++++ EXTRACTED DATA

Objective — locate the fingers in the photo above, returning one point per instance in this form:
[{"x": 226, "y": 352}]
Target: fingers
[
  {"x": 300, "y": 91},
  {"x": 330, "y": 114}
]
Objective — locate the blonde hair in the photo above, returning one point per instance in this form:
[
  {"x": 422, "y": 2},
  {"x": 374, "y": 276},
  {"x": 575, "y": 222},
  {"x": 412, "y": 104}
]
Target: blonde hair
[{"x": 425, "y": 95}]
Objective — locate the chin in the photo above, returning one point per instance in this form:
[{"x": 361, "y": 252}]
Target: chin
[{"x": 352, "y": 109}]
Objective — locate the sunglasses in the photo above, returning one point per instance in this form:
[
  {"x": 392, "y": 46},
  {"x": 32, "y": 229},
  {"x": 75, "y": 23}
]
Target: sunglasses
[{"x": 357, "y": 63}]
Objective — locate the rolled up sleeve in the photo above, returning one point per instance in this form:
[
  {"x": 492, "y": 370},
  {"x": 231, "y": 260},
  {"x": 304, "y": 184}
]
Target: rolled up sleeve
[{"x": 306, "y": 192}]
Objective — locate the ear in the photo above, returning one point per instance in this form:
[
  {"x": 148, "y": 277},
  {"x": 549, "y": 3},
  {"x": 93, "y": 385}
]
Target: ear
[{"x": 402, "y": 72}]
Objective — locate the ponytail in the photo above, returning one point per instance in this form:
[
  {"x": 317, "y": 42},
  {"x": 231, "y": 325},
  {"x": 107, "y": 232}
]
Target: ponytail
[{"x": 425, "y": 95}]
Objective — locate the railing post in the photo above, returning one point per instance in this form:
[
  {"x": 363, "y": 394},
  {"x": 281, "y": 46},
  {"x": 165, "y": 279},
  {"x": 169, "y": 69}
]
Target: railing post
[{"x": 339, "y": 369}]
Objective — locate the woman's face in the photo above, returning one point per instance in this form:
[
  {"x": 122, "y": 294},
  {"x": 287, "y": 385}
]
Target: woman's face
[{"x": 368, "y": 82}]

++++++++

| INSTRUCTIONS FOR THE TASK |
Starting at the line that has "Objective — locate the chin" and continuing through the last of the items, rewrite those lines with "Target" switched to "Label" and nothing else altered.

| THE RESULT |
Objective — locate the chin in the photo above, returning one point per instance in this form:
[{"x": 361, "y": 252}]
Label: chin
[{"x": 352, "y": 109}]
Objective — locate the sunglasses in the photo above, returning one point per instance in this form:
[
  {"x": 392, "y": 46},
  {"x": 32, "y": 229},
  {"x": 75, "y": 23}
]
Label: sunglasses
[{"x": 357, "y": 63}]
Objective — locate the rolled up sleeve in the photo above, returning one point per instance in this form:
[
  {"x": 492, "y": 370},
  {"x": 231, "y": 260},
  {"x": 304, "y": 184}
]
Label: rolled up sleeve
[{"x": 306, "y": 192}]
Objective — locate the ear in the photo above, returning one point per instance in this form:
[
  {"x": 148, "y": 277},
  {"x": 549, "y": 3},
  {"x": 93, "y": 385}
]
Label: ear
[{"x": 402, "y": 72}]
Objective — locate the ponytail in the photo above, returning one point per instance in this form:
[
  {"x": 317, "y": 42},
  {"x": 231, "y": 325},
  {"x": 107, "y": 232}
]
Label: ponytail
[{"x": 425, "y": 95}]
Objective — locate the railing post in the photo above, returning one point per instance in this form:
[
  {"x": 363, "y": 394},
  {"x": 281, "y": 46},
  {"x": 165, "y": 279},
  {"x": 169, "y": 69}
]
Label: railing post
[{"x": 339, "y": 369}]
Objective — locate the woman's face in the photo above, returning one point per instance in this form:
[
  {"x": 122, "y": 294},
  {"x": 287, "y": 385}
]
Label: woman's face
[{"x": 368, "y": 82}]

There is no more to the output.